> _Instruction_: List every line in the material below that contains the word "wheel", copying each line in full. Case counts.
--- start of Input records ---
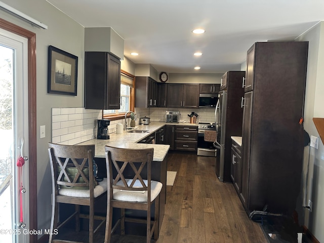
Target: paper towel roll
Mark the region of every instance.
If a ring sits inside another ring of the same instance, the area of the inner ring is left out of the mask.
[[[116,133],[117,134],[123,133],[123,124],[120,123],[116,124]]]

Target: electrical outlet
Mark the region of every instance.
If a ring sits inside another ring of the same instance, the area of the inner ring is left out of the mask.
[[[318,148],[318,138],[314,136],[311,136],[309,146],[317,149]]]
[[[312,212],[312,207],[313,207],[313,202],[310,200],[310,199],[308,199],[308,209],[310,212]]]
[[[41,126],[39,127],[39,138],[44,138],[45,137],[45,126]]]

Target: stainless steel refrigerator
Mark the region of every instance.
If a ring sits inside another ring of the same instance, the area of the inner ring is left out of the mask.
[[[228,71],[222,77],[221,91],[215,111],[217,136],[215,172],[220,181],[232,182],[230,177],[231,136],[242,136],[243,109],[241,99],[244,95],[242,84],[245,72]]]

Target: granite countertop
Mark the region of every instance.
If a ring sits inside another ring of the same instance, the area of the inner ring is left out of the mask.
[[[235,141],[236,143],[238,144],[239,146],[242,146],[242,137],[237,137],[237,136],[231,136],[231,138],[233,141]]]
[[[94,144],[95,157],[99,158],[104,158],[105,157],[105,145],[135,149],[153,148],[154,154],[153,156],[153,160],[154,161],[163,161],[165,156],[168,154],[168,151],[169,151],[170,147],[170,145],[137,143],[167,124],[178,126],[198,126],[198,124],[192,124],[185,123],[166,123],[163,122],[151,122],[148,125],[137,125],[136,127],[137,129],[149,130],[147,133],[130,133],[127,131],[123,131],[123,133],[120,134],[117,134],[115,133],[109,134],[110,138],[108,140],[94,139],[78,143],[78,144]]]

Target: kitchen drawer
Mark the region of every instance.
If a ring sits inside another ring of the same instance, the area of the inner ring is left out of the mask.
[[[176,131],[198,131],[198,127],[196,126],[176,126]]]
[[[177,150],[197,151],[197,142],[177,140],[174,143]]]
[[[178,131],[176,130],[176,140],[192,140],[196,141],[198,139],[198,133],[188,131]]]
[[[241,155],[241,146],[235,141],[232,140],[232,149],[236,152],[239,155]]]

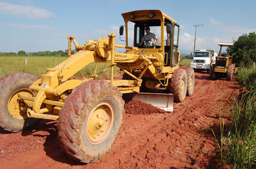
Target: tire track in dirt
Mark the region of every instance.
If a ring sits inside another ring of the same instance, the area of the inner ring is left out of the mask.
[[[211,130],[206,129],[218,131],[220,106],[228,110],[228,102],[239,87],[236,82],[213,81],[208,76],[195,73],[194,93],[184,102],[175,103],[173,112],[125,114],[116,144],[96,163],[83,164],[71,159],[59,147],[56,123],[42,121],[23,134],[2,131],[0,168],[207,168],[217,149]],[[24,147],[28,148],[17,151]]]

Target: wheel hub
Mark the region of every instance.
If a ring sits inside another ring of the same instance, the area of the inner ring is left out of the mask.
[[[185,88],[185,79],[184,78],[182,78],[182,80],[181,80],[180,91],[181,93],[182,94],[184,92],[184,88]]]
[[[10,97],[8,103],[9,114],[13,118],[23,120],[28,118],[27,109],[28,106],[18,97],[19,94],[28,96],[34,96],[34,94],[28,89],[19,89],[13,92]]]
[[[90,112],[86,123],[86,136],[94,144],[101,143],[111,131],[114,123],[114,108],[111,104],[103,101]]]

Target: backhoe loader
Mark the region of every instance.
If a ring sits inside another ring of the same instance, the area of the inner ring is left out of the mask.
[[[40,79],[15,73],[0,79],[0,126],[16,132],[36,125],[40,119],[58,120],[58,138],[65,152],[78,161],[94,162],[110,151],[120,131],[125,112],[122,97],[171,111],[174,100],[182,102],[186,95],[190,96],[195,75],[193,69],[179,68],[179,24],[159,10],[122,15],[125,25],[120,26],[119,33],[125,45],[116,44],[114,33],[98,40],[86,40],[83,45],[69,36],[68,59],[47,69]],[[139,45],[146,26],[159,38],[154,46]],[[72,41],[78,51],[74,54]],[[125,51],[116,52],[118,48]],[[91,63],[96,63],[94,72],[97,63],[110,66],[90,78],[70,79]],[[115,66],[126,77],[114,79]],[[109,79],[99,79],[109,69]],[[156,88],[167,92],[140,92],[141,89]]]

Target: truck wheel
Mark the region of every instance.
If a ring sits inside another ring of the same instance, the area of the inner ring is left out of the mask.
[[[215,64],[212,64],[210,66],[210,78],[212,79],[215,79],[216,77],[215,77],[215,73],[214,72],[214,68],[215,67]]]
[[[58,138],[70,157],[95,162],[108,153],[123,122],[124,101],[117,87],[103,80],[74,89],[59,111]]]
[[[37,80],[26,73],[12,73],[0,79],[0,126],[5,130],[17,132],[39,122],[38,119],[27,116],[28,106],[18,97],[19,94],[35,96],[29,88]]]
[[[170,80],[170,92],[174,94],[174,101],[182,102],[185,99],[187,88],[187,74],[185,69],[174,71]]]
[[[193,69],[187,68],[186,69],[187,73],[187,89],[186,95],[190,96],[192,95],[195,86],[195,73]]]
[[[234,66],[233,65],[229,65],[227,69],[227,79],[228,80],[231,81],[232,78],[233,78],[233,74],[234,72]]]

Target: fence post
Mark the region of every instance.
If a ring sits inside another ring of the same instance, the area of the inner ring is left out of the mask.
[[[28,62],[27,62],[27,58],[25,58],[25,69],[26,72],[28,71],[27,68],[28,68]]]

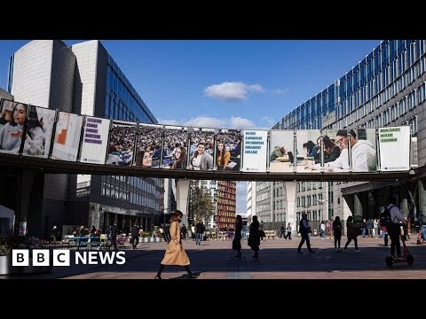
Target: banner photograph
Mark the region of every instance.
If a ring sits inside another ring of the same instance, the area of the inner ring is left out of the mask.
[[[383,171],[410,169],[410,127],[380,128],[379,147]]]
[[[83,116],[59,112],[51,159],[76,161],[82,135]]]
[[[242,170],[266,172],[268,131],[244,130]]]
[[[136,123],[113,121],[106,164],[130,167],[133,162]]]
[[[23,103],[3,100],[0,114],[0,152],[19,154],[28,109],[28,105]]]
[[[215,128],[191,128],[188,169],[213,170]]]
[[[56,111],[31,105],[22,155],[47,159]]]
[[[186,169],[188,160],[188,128],[166,125],[164,127],[164,145],[166,156],[162,167]]]
[[[82,142],[80,161],[105,164],[110,121],[87,116]]]
[[[295,169],[295,132],[272,130],[269,139],[269,170],[293,172]]]
[[[135,166],[137,167],[159,168],[162,145],[162,125],[139,123],[137,145]]]
[[[329,174],[411,168],[409,126],[243,130],[111,121],[6,99],[0,110],[0,153],[197,171]]]
[[[241,160],[241,129],[217,129],[215,159],[216,170],[240,171]]]
[[[296,172],[317,172],[314,168],[316,168],[316,165],[320,164],[320,141],[321,134],[319,129],[298,130],[296,132]]]

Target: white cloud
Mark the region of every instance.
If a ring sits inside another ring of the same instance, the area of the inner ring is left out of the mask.
[[[213,84],[204,89],[204,94],[227,102],[238,102],[248,97],[249,92],[263,92],[260,84],[246,84],[243,82],[223,82]]]
[[[266,120],[267,119],[267,120]],[[264,117],[262,121],[268,124],[272,121]],[[256,126],[253,121],[240,116],[232,116],[231,119],[219,119],[211,116],[197,116],[188,121],[185,120],[166,120],[158,119],[159,124],[187,126],[195,128],[241,128],[241,129],[269,129],[267,126]]]
[[[225,128],[226,120],[217,119],[210,116],[199,116],[185,121],[183,125],[197,128]]]
[[[288,89],[288,88],[284,88],[284,89],[273,89],[272,92],[277,93],[277,94],[282,94],[282,95],[284,95],[284,94],[288,93],[289,90],[290,90],[290,89]]]
[[[256,128],[255,123],[250,120],[243,119],[240,116],[233,116],[230,120],[229,128]]]
[[[167,119],[158,119],[158,124],[166,124],[166,125],[182,125],[176,120],[167,120]]]

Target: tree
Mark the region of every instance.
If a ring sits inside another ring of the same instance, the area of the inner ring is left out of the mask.
[[[208,220],[216,210],[211,195],[204,188],[200,188],[198,181],[191,181],[190,185],[189,212],[193,223],[196,220]]]

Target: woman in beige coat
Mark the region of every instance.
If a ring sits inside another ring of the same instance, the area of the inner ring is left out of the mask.
[[[189,268],[189,258],[182,245],[180,238],[180,227],[179,222],[182,220],[183,214],[179,210],[176,210],[170,217],[170,237],[171,240],[167,244],[166,253],[164,258],[160,263],[160,268],[158,269],[155,279],[162,279],[162,272],[166,265],[170,266],[184,266],[185,269],[189,274],[189,278],[195,279],[196,275],[193,274]]]

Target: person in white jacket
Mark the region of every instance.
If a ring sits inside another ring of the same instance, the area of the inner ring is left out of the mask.
[[[354,172],[375,171],[377,168],[376,152],[373,144],[368,140],[357,140],[357,134],[351,129],[351,153],[352,157],[352,170]],[[335,136],[340,143],[342,152],[334,161],[325,164],[326,172],[332,173],[339,170],[349,170],[348,148],[349,139],[346,129],[339,129]],[[320,164],[306,167],[311,169],[320,169]]]

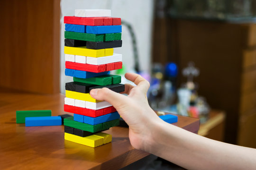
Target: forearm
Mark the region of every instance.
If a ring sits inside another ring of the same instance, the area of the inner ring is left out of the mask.
[[[158,121],[148,152],[188,169],[256,169],[256,149],[211,140]]]

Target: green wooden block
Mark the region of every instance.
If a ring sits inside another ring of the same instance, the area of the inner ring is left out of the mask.
[[[119,125],[119,119],[102,123],[102,130]]]
[[[27,117],[51,116],[52,110],[17,110],[16,111],[16,123],[25,123],[25,118]]]
[[[102,130],[102,123],[91,125],[86,123],[79,122],[74,120],[73,117],[64,119],[64,126],[76,128],[88,132],[94,133]]]
[[[91,42],[103,41],[104,34],[93,34],[65,31],[65,38]]]
[[[92,85],[106,85],[112,84],[112,77],[107,76],[106,75],[98,76],[94,77],[82,78],[73,77],[73,80],[75,82],[88,83]]]
[[[106,34],[104,39],[104,41],[121,40],[122,33]]]

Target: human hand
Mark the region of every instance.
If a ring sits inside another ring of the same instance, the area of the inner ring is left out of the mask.
[[[126,84],[125,91],[128,96],[113,92],[108,88],[93,89],[90,94],[93,98],[111,103],[129,125],[129,138],[132,145],[137,149],[149,150],[154,125],[160,120],[148,105],[146,92],[149,83],[141,76],[126,73],[125,77],[137,85]]]

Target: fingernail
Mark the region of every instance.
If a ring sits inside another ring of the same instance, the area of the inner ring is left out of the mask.
[[[91,94],[91,96],[96,96],[97,95],[97,94],[98,94],[98,91],[99,91],[99,89],[91,90],[91,92],[90,92],[90,94]]]

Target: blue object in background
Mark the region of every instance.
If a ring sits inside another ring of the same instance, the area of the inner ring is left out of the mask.
[[[160,116],[159,118],[169,123],[175,123],[178,121],[178,116],[175,115],[167,114]]]
[[[79,122],[83,123],[83,117],[84,116],[74,114],[74,120]]]
[[[65,24],[65,30],[66,31],[85,33],[86,32],[86,26],[66,24]]]
[[[165,76],[166,77],[176,77],[178,75],[178,67],[174,63],[168,63],[165,65]]]
[[[122,32],[122,26],[86,26],[86,33],[100,34]]]
[[[25,118],[26,127],[58,126],[62,125],[60,116],[44,116]]]
[[[78,78],[87,78],[94,77],[97,76],[101,76],[109,74],[110,71],[104,71],[101,73],[93,73],[90,72],[89,71],[81,71],[81,70],[74,70],[74,75],[73,76],[78,77]],[[66,75],[67,76],[67,75]]]

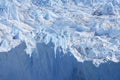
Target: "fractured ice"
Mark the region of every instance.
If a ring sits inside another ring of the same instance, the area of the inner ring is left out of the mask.
[[[0,0],[0,52],[52,42],[80,62],[119,62],[119,17],[119,0]]]

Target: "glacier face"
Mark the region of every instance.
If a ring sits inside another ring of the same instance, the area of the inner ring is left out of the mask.
[[[0,52],[37,43],[98,66],[120,61],[119,0],[0,0]]]

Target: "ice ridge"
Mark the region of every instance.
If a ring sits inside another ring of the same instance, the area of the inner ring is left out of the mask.
[[[80,62],[120,61],[119,0],[0,0],[0,52],[54,43]]]

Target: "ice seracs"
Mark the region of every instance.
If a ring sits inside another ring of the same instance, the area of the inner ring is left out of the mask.
[[[54,44],[80,62],[97,66],[120,60],[120,7],[115,0],[2,0],[0,52],[26,43],[31,56],[37,43]]]

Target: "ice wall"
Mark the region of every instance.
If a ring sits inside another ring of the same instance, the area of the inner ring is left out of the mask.
[[[37,43],[98,66],[120,61],[119,0],[0,0],[0,52]]]
[[[107,62],[95,67],[78,62],[73,55],[57,50],[53,43],[37,44],[29,57],[25,43],[8,52],[0,52],[0,80],[120,80],[120,63]]]

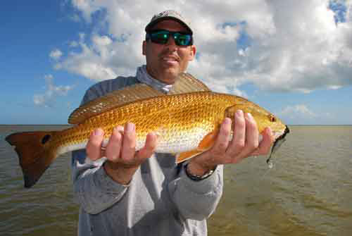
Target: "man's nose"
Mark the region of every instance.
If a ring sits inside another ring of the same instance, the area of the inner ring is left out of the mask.
[[[173,37],[173,36],[170,36],[169,37],[169,39],[168,39],[168,42],[166,42],[166,46],[168,46],[169,48],[171,48],[171,47],[175,47],[176,48],[177,45],[175,42],[175,39]]]

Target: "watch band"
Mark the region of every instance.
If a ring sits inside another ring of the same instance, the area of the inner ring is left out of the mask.
[[[186,172],[186,175],[188,176],[188,178],[189,178],[191,180],[194,180],[194,181],[201,181],[201,180],[206,179],[207,178],[210,176],[211,174],[213,174],[214,173],[215,170],[216,169],[216,167],[215,167],[215,168],[214,168],[214,170],[210,170],[208,172],[206,173],[203,175],[194,175],[194,174],[190,173],[188,171],[187,167],[188,167],[188,163],[184,165],[184,171]]]

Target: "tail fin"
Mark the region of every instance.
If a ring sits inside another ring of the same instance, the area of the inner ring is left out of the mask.
[[[55,159],[56,150],[52,139],[57,131],[16,132],[6,137],[20,159],[25,187],[31,187]]]

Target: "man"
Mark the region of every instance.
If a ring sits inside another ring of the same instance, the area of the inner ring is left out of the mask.
[[[154,15],[145,30],[146,66],[138,68],[135,77],[92,86],[82,103],[139,82],[165,93],[172,89],[196,54],[190,25],[167,11]],[[95,130],[85,151],[73,155],[75,192],[81,205],[79,235],[206,235],[206,218],[222,192],[222,164],[266,154],[271,144],[269,128],[258,143],[253,117],[241,111],[235,116],[232,140],[231,120],[225,118],[214,146],[180,168],[175,156],[153,153],[155,133],[136,152],[134,124],[116,127],[103,148],[103,131]]]

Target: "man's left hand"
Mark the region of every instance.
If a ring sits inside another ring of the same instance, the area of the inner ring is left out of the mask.
[[[271,129],[264,130],[263,139],[259,142],[257,124],[250,113],[244,114],[241,110],[236,112],[231,140],[232,125],[230,118],[224,119],[214,145],[191,159],[188,164],[190,173],[203,175],[217,165],[237,163],[250,156],[265,155],[270,151],[273,141]]]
--- end of Input records ---
> _Result of this exercise_:
Target: wheel hub
Target: truck wheel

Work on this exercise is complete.